* [Exercise instructions] Write out the following records exactly, each one in full.
┄┄┄┄┄┄┄┄┄┄┄┄┄┄┄┄┄┄┄┄
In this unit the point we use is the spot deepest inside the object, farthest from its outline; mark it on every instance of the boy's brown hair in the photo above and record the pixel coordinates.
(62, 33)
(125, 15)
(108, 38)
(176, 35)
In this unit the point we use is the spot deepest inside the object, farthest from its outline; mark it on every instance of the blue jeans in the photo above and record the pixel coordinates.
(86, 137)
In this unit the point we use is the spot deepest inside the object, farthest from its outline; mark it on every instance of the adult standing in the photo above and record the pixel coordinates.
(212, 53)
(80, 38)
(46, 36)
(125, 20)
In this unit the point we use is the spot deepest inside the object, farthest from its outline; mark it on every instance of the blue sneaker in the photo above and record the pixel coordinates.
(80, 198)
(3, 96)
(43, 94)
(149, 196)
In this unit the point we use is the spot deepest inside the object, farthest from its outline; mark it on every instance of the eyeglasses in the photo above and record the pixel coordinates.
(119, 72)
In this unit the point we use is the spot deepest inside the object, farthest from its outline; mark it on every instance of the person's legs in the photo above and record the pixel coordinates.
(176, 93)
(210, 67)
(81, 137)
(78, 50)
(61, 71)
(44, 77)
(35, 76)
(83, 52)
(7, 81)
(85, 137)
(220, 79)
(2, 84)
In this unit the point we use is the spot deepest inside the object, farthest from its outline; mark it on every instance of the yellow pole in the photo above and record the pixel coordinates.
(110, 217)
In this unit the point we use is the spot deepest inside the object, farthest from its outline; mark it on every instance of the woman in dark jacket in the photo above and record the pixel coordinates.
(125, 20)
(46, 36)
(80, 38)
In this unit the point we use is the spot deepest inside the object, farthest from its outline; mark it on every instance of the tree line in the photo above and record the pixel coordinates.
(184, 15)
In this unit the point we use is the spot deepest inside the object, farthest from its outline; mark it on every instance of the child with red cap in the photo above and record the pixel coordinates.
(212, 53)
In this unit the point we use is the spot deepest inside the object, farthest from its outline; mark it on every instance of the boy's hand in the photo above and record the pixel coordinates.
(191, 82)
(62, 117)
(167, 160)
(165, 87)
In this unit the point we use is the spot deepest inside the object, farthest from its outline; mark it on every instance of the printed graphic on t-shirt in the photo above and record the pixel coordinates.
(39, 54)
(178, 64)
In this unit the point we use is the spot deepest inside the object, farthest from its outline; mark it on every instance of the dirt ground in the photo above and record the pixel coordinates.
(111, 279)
┄┄┄┄┄┄┄┄┄┄┄┄┄┄┄┄┄┄┄┄
* [Worked solution]
In this unit the point we use is the spot deepest inside the object, farthest from its outline; mark it on every instance of the boy's brown hair in the photo above and record the pixel coordinates.
(62, 33)
(125, 15)
(108, 38)
(176, 35)
In this unit the point we use is the spot deepest inside the object, farthest from its outline; mark it on every instance of the blue jeans in the photo above and record the pixel coordinates.
(86, 137)
In this unit the point we use is the spot deepest inside the object, farthest from its outline; mark it on every instance of the adult standing in the photo above and record the pixel coordinates.
(212, 53)
(80, 38)
(46, 36)
(125, 20)
In this unit the point we use is the spot deepest inside the object, farthest from its outline; mark it on every instance of the blue sneaker in the photo above and record the pixel coordinates.
(80, 198)
(3, 96)
(43, 94)
(149, 196)
In this unit the point we use is the spot deepest inside the object, farthest from its outline; mark it on every instance of the eyeglasses in the photo above and record the pixel coordinates.
(119, 72)
In this unit the point we use is the spot deepest inside the object, farthest from its outline; mark it on every instance of the person's legs in the photo above and record the pixel coordinates.
(176, 93)
(210, 67)
(81, 137)
(78, 50)
(61, 71)
(44, 77)
(35, 76)
(83, 52)
(7, 81)
(85, 137)
(220, 79)
(2, 84)
In this unit the point we use is the spot deepest inside the object, farthest from its outline; mark it on every instance of the yellow pole in the photo above and record the pixel coordinates.
(110, 217)
In this unit the point we use is the spot deepest inside the object, farthest from its outline; mark it on every instance of the woman in dark jacket in the photo above and record the pixel coordinates.
(125, 20)
(46, 36)
(80, 38)
In this unit the point we use is the spot deepest inside the object, farthest from its outline; mark it on every instance of the tree line in the photo above and record the pixel coordinates.
(184, 15)
In this unit the point we use is the spot deepest inside the object, farthest from its outline; mark it on every instance of the child with red cap in the photo above and record the pixel coordinates.
(212, 53)
In this unit the point we use is the spot deepest inside the object, farthest from its outline; mark it on every instance of the boy's hand in the photo above and record the pixel coordinates.
(191, 82)
(62, 117)
(167, 160)
(165, 87)
In this unit the point we use is the spot deepest inside the object, farthest from its outline; mark it on every instance of the printed graphic on t-shirt in the photo above and record the pixel coordinates.
(39, 54)
(178, 64)
In this unit the point we use is the spot deepest inside the object, farthest from its outline; mark it on every instance of the dirt ground in the photo above and record the pixel coordinates.
(111, 279)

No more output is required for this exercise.